ЗАДАНИЕ A | Перечислите все действия, которые, согласно тексту для чтения ниже, не может совершать человек, «у которого не действуют руки и ноги».

ТЕКСТ ДЛЯ ЧТЕНИЯ |
>>

Отвечаю: «Ну какая я железная?.. Меня захлестывают эмоции. А когда я с ним, никто же не знает, что я чувствую, что со мной происходит, когда я ухожу в другую комнату. Я плачу чаще, чем смеюсь, ровно в десять раз. Просто это невидимые слезы. Я не могу их сдержать, когда вижу его. Это нельзя передать, каково это – быть рядом с любимым человеком, у которого не действуют руки и ноги. Он не может подойти к телефону, не может есть, не может рисовать – никаких отдушин. Значит, я работаю Шахерезадой, почтой, вестником, всем… Когда он заболел и был лишен возможности жить полной жизнью, для меня вдвойне было важно все ему рассказывать, чтобы он через меня мог все прочувствовать, понять. Иногда я даже специально шла в какую-то компанию, в которую не очень хотела, для того чтобы ему потом рассказать.
Ничего уже не было в теле, кроме боли. А человек шутил, смеялся. Верил, что так еще долго будет длиться.
Стихи продолжались, рождались в полной мере. То есть никакой роли его немощь не играла, кроме того, что он писал и о ней. Боль – сестра моя, боль – жена моя, боль – союзница моя, то есть моя жизнь. Есть такие строчки: «Отпусти меня хоть на секундочку…»
За полчаса до смерти ничто не предвещало, что это случится. А потом, когда начались предсмертные муки… он все понимал, сознание его не было нарушено. Он за 15 минут до смерти утешал меня: «Ну что ты так расстраиваешься? Ну что ты, ей-богу! Я же все выдержу. Я – Гойя…»
Я продолжила: «Глазницы воронок мне выклевал ворон, слетая на поле нагое…»
И мы вместе сказали: «Я – Гойя». Он улыбался.
Потом он сказал еще: «Не отчаивайся, это все пройдет, все уладится, я ведь Гойя».
Все было кончено.
В фильме спрашивают: «Он когда-нибудь думал о том, что вам плохо, что вам трудно, что вы устали?»

<<

ЗАПИСИ ДЛЯ УПРАЖНЕНИЯ |
>>

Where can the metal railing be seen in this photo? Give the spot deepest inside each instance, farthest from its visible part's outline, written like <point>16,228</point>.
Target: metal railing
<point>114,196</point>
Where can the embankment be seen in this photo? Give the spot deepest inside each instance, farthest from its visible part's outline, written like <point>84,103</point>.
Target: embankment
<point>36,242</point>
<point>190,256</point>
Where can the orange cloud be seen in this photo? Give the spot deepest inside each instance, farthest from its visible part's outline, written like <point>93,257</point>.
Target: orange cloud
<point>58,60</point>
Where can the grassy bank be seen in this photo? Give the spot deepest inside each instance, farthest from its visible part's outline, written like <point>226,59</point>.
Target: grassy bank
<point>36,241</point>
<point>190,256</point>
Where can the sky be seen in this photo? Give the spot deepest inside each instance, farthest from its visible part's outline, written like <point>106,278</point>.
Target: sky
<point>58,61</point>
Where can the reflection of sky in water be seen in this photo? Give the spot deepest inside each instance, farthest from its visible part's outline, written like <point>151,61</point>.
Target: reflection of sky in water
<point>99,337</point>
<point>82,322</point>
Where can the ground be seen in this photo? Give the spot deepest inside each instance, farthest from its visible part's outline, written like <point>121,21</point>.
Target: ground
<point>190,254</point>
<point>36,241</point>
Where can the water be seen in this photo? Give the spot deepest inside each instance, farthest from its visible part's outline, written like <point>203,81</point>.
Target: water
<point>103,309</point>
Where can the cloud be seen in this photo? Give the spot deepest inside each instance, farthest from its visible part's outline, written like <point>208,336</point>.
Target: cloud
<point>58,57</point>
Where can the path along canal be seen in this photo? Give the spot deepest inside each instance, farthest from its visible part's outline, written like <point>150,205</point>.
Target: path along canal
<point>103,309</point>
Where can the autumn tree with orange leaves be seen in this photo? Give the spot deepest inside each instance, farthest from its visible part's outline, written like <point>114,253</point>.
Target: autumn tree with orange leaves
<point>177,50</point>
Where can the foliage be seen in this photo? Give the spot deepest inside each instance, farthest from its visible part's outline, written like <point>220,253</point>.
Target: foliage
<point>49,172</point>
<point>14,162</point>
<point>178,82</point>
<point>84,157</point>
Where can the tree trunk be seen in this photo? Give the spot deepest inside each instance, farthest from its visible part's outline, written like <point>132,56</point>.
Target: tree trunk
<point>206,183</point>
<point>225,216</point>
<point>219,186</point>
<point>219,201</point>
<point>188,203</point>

<<

ЗАДАНИЕ B | Подсчитайте, в скольких строках записей встречается слово «grassy». В ответе укажите только число.

ПИСЬМЕННЫЙ ОТВЕТ A | Подойти к телефону, есть, рисовать.

ПИСЬМЕННЫЙ ОТВЕТ B | 2